• PASSAGE:

########

For the first version of the app, they want us to focus on the 6/49 lottery and build functions that enable users to answer questions like:

- What is the probability of winning the big prize with a single ticket?
- What is the probability of winning the big prize if we play 40 different tickets (or any other number)?
- What is the probability of having at least five (or four, or three, or two) winning numbers on a single ticket?



## Dataset

The institute also wants us to consider historical data coming from the national 6/49 lottery game in Canada. The [data set](https://www.kaggle.com/datascienceai/lottery-dataset) has data for 3,665 drawings, dating from 1982 to 2018.

We'll start by writing two functions that we'll use often:

- A function that calculates factorials
- A function that calculates combinations

In [1]:
import pandas as pd


def factorial(n):
    final_product = 1
    for i in range(n, 0, -1):
        final_product *= i
    return final_product


def combinations(n, k):
    num = factorial(n)
    den = factorial(k) * factorial(n-k)

########

• GIVEN DATA:
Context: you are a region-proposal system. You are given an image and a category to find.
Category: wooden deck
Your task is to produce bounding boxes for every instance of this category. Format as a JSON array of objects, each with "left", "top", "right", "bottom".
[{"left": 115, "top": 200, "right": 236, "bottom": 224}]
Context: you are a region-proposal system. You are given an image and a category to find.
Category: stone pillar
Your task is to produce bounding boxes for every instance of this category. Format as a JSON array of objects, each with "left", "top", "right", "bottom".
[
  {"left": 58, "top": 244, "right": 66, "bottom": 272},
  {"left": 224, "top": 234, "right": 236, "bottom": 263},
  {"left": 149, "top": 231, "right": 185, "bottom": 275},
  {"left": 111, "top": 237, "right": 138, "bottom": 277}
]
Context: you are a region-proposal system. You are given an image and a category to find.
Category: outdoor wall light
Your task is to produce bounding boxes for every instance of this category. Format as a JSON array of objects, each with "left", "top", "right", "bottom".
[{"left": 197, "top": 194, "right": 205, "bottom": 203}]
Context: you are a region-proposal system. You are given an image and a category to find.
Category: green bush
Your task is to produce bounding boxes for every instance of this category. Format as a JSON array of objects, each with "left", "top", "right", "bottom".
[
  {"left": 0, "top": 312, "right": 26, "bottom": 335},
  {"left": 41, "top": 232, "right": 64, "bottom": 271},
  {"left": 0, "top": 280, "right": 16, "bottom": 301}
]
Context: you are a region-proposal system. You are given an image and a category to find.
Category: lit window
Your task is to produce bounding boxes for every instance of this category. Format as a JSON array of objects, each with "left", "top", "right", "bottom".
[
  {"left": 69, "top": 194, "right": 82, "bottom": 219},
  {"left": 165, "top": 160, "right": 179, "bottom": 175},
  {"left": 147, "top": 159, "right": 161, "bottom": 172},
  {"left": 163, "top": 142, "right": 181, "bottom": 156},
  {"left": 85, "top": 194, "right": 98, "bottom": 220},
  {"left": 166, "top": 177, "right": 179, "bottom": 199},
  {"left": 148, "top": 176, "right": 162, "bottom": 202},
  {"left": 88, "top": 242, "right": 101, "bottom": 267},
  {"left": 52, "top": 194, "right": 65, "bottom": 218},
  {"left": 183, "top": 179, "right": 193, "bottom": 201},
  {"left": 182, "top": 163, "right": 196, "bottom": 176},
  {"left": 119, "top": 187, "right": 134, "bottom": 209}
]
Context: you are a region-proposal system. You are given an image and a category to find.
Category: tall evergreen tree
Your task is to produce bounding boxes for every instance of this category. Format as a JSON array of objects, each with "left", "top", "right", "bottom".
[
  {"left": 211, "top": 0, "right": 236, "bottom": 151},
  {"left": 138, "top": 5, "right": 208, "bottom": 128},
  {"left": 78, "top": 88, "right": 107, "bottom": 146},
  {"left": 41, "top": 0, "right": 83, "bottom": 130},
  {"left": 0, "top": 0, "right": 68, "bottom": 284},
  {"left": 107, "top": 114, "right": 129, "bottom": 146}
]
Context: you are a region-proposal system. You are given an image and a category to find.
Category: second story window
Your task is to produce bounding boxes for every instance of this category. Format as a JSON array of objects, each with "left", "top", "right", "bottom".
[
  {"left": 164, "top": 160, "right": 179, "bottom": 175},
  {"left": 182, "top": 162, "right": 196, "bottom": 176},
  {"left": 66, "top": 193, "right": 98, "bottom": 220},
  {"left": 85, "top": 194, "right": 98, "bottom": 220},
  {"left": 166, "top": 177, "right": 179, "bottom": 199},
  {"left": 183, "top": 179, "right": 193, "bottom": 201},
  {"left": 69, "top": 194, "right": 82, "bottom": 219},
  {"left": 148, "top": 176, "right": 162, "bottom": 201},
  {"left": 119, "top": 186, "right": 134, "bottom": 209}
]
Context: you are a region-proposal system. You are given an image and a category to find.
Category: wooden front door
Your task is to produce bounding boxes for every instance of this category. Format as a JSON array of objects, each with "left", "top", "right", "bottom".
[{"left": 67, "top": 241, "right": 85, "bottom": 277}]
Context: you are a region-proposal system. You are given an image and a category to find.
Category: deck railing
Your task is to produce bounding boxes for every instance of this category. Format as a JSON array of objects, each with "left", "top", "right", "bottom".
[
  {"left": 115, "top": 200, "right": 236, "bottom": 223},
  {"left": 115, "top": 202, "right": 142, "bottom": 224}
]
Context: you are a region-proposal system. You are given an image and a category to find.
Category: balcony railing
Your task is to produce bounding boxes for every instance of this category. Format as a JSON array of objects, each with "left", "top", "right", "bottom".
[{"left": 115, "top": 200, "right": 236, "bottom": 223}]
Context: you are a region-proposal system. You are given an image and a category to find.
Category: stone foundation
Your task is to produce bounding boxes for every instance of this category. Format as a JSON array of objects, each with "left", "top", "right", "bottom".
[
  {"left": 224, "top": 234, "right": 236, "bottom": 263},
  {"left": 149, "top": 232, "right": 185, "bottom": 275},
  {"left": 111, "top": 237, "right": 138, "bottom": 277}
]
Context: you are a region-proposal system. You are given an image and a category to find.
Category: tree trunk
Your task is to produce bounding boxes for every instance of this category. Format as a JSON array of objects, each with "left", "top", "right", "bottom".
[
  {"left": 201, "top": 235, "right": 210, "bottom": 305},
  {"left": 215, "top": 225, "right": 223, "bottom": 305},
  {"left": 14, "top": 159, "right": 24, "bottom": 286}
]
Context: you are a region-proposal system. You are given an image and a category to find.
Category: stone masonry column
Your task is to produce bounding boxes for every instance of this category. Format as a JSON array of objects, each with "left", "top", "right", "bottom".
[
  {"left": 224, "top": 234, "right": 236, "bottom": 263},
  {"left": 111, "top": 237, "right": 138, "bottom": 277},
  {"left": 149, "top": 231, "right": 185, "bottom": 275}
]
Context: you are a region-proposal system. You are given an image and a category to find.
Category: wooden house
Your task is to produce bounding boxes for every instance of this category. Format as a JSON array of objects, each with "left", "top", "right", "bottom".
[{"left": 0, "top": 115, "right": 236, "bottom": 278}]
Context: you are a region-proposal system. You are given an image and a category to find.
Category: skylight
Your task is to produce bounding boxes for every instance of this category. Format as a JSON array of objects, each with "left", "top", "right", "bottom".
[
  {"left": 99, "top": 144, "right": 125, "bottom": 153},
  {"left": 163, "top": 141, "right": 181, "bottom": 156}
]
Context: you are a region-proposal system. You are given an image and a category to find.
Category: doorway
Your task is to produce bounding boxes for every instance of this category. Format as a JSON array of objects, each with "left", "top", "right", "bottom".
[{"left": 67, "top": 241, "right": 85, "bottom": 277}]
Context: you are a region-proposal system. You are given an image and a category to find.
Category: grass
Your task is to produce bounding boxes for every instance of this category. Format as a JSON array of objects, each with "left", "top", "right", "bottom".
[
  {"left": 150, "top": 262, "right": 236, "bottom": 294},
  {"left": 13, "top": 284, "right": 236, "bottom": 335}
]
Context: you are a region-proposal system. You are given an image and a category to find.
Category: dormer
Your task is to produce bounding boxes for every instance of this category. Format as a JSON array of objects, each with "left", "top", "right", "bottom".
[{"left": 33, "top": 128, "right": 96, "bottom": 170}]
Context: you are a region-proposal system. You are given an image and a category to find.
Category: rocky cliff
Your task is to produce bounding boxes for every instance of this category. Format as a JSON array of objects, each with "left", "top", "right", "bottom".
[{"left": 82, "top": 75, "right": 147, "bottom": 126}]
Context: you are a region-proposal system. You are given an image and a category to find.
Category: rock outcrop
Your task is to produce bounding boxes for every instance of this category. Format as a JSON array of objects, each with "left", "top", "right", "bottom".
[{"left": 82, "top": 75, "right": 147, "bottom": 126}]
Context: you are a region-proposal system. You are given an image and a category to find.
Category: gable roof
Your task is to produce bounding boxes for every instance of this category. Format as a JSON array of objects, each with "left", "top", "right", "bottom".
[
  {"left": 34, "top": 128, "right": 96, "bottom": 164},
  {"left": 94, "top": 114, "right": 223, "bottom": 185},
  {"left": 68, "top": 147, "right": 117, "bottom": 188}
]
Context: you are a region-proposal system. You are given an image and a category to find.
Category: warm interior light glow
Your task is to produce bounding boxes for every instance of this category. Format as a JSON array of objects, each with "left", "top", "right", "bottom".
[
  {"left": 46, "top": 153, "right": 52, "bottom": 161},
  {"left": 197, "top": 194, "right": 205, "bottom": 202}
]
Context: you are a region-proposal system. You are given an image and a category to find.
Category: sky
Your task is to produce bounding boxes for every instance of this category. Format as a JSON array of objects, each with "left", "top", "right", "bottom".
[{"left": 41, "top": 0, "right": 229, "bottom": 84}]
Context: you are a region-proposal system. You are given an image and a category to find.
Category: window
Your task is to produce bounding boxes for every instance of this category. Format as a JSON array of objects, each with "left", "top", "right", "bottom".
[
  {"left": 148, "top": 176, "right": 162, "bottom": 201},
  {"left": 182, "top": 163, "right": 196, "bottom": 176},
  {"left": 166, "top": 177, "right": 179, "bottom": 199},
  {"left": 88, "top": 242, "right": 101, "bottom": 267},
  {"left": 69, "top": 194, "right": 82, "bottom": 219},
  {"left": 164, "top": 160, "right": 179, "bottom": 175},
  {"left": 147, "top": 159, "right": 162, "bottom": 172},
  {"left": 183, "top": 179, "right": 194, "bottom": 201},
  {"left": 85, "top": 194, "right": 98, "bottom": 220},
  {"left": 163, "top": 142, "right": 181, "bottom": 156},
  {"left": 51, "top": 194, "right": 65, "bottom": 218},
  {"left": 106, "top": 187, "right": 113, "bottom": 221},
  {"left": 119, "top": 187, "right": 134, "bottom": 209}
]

########

• PROBLEMS TO WORK ON:
A) Repeat word for word the part of the lottery passage that opens with the words containing "For the first" and closes with "on a single ticket?".
B) Pick out each line of the listing above that contains the string "window", and copy those lines in full.

• ANSWERS FOR THE EXERCISE:
A)
For the first version of the app, they want us to focus on the 6/49 lottery and build functions that enable users to answer questions like:

- What is the probability of winning the big prize with a single ticket?
- What is the probability of winning the big prize if we play 40 different tickets (or any other number)?
- What is the probability of having at least five (or four, or three, or two) winning numbers on a single ticket?

B)
Category: lit window
Category: second story window
Category: window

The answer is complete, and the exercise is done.